Work required:
Please arrange the stretch of the records from the line containing "Target: <item>white blouse</item>" through the line containing "70), (132, 67)]" as a Markdown table with two columns, Row and Line. Number each line of that stretch only, and omit blank lines.

[Outline records]

◆ ◆ ◆ ◆ ◆ ◆ ◆

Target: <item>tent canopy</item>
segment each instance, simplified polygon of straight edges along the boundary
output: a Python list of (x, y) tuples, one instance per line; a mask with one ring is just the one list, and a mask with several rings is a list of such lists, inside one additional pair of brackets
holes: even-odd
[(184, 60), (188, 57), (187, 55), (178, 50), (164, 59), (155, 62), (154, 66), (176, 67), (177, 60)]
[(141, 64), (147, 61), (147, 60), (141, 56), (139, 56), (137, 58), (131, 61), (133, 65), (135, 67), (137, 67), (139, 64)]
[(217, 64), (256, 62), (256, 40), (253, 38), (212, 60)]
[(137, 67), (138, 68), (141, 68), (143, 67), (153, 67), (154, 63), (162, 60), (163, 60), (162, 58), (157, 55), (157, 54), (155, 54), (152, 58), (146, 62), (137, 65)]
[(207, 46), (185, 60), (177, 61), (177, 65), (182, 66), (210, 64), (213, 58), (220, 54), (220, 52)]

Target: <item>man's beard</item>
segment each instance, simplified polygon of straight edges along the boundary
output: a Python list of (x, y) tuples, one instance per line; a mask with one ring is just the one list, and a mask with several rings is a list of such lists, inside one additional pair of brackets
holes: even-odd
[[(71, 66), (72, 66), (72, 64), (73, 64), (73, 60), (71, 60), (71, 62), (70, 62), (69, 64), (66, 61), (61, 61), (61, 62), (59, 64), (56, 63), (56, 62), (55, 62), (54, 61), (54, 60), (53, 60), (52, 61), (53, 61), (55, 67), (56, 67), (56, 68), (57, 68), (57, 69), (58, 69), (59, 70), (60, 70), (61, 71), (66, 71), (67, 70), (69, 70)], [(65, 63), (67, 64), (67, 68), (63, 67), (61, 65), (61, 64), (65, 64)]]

◆ ◆ ◆ ◆ ◆ ◆ ◆

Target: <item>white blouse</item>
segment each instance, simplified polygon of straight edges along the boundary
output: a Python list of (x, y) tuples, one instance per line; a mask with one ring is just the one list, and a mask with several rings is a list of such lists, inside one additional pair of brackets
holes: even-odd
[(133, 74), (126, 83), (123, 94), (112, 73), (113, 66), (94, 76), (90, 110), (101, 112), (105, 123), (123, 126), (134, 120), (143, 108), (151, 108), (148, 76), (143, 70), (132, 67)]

◆ ◆ ◆ ◆ ◆ ◆ ◆

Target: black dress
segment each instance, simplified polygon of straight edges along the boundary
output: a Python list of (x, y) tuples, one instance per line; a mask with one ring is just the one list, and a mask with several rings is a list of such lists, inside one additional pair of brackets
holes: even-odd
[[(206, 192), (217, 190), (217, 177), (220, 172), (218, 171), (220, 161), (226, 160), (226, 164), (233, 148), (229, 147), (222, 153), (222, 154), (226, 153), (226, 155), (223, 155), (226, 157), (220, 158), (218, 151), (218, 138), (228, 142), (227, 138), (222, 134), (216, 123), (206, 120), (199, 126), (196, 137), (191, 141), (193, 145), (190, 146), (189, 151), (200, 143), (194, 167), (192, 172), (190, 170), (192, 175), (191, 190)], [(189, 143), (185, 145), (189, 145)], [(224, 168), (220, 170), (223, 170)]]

◆ ◆ ◆ ◆ ◆ ◆ ◆

The completed task:
| Row | Line |
|---|---|
| 1 | Target: <item>white blouse</item> |
| 2 | segment each instance, simplified polygon of straight edges along the boundary |
| 3 | output: a Python list of (x, y) tuples, one instance per line; a mask with one ring is just the one list, and a mask with several rings is a list of such lists, inside one additional pair of brackets |
| 4 | holes: even-odd |
| 5 | [(133, 74), (126, 83), (123, 94), (112, 73), (113, 66), (94, 76), (90, 110), (101, 112), (105, 123), (123, 126), (134, 120), (143, 108), (151, 108), (148, 76), (143, 70), (132, 67)] |